* [Page]
>> Start

# Multiple Crossfades



## daringone (May 16, 2012)

Can anyone tell me how to create multiple articulation crossfades.

I have sustained, and vibrato, oboe samples going from P to FF. I want to be able to cross fade from P to FF and between sustained and vibrato, using two different CC's.

Using big bobs math library I can get part of this working but only with two notes. I've also looked at Nil's cross fade script but I'm struggling to make the necessary modifications.

I have also tried just using the modulators in Kontakt and this seems like it might be the simplest solution but I haven't been able to get it to work sucessfully, I can get it to fade between dynamics, or between sustained and vibrato, but not both.

Any help very much appreciated!


----------



## Big Bob (May 16, 2012)

Hi daringone,

I'll say you are a daring one :lol: I'm afraid this is a rather 'tall order' as they say. 

I don't know how well this will work but here is the sort of thing I would try if I had to implement it.

I would try using a combination of AET morphing and Crossfading as follows.

1. Put each set of volume samples in their own groups. So if you have 6 volume layers from pp to ff, you would have 6 groups for the non-vibrato and 6 groups for the vibrato samples.

>> End

* [Problem description]
Copy the stretch of the crossfade thread from "## Big Bob (May" through "Crossfading as follows.".

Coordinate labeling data

>> Start

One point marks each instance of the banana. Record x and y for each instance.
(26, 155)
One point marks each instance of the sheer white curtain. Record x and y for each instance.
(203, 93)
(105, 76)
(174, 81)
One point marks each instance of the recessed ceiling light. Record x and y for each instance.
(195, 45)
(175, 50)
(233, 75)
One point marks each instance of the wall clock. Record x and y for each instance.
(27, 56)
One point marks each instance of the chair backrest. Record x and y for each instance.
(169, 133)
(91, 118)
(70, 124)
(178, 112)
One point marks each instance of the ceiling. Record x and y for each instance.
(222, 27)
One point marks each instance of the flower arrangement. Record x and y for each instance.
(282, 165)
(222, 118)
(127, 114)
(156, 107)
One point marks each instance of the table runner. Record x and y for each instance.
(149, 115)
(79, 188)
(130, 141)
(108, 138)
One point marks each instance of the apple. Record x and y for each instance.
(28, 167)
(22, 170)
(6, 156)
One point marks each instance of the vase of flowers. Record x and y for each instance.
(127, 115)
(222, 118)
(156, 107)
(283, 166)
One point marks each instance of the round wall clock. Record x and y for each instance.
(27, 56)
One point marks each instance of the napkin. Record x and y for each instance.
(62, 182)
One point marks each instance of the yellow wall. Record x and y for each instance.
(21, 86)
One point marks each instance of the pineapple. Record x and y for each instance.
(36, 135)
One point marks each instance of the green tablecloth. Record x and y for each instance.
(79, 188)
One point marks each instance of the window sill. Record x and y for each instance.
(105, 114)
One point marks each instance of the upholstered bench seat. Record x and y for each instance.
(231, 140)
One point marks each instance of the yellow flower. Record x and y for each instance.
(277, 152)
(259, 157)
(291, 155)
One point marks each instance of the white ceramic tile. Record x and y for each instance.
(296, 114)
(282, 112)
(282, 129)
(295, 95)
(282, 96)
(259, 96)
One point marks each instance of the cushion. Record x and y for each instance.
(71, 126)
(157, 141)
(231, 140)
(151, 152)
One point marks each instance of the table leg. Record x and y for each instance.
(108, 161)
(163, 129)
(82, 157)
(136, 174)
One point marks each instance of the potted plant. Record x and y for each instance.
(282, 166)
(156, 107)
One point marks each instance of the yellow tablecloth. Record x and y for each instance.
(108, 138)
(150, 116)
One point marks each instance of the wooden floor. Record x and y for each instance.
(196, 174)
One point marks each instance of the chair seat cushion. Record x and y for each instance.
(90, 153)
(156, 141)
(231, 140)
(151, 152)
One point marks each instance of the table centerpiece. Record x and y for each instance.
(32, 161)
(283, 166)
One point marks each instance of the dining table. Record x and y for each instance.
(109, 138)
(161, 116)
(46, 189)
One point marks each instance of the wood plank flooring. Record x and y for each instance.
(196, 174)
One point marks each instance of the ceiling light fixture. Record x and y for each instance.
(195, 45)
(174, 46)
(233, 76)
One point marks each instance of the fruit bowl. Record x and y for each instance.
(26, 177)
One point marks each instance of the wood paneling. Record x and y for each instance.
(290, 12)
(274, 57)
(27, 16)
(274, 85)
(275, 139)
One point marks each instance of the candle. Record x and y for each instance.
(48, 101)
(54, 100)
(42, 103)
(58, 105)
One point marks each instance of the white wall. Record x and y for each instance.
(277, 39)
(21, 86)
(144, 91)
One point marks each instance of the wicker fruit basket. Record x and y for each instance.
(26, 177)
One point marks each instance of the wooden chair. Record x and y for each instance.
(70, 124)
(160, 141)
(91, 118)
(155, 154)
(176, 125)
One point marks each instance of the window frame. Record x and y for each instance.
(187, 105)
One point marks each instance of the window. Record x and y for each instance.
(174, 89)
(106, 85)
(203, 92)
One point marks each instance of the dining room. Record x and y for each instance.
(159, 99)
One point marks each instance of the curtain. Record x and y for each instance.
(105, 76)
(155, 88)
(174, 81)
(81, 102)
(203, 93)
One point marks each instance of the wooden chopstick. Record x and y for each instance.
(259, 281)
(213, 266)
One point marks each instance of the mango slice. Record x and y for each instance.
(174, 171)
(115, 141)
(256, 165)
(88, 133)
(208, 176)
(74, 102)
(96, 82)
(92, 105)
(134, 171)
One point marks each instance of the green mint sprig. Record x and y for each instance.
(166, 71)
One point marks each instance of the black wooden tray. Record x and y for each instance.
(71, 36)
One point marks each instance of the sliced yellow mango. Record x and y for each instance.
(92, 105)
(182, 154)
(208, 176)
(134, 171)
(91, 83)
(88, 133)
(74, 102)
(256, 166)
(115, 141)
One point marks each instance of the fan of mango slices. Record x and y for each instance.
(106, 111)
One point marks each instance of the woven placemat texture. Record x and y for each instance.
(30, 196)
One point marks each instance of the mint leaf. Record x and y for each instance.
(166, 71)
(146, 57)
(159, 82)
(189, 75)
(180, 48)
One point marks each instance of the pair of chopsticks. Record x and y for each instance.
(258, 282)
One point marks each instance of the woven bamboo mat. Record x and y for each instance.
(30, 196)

>> End

* [Final result]
## Big Bob (May 16, 2012)

Hi daringone,

I'll say you are a daring one :lol: I'm afraid this is a rather 'tall order' as they say. 

I don't know how well this will work but here is the sort of thing I would try if I had to implement it.

I would try using a combination of AET morphing and Crossfading as follows.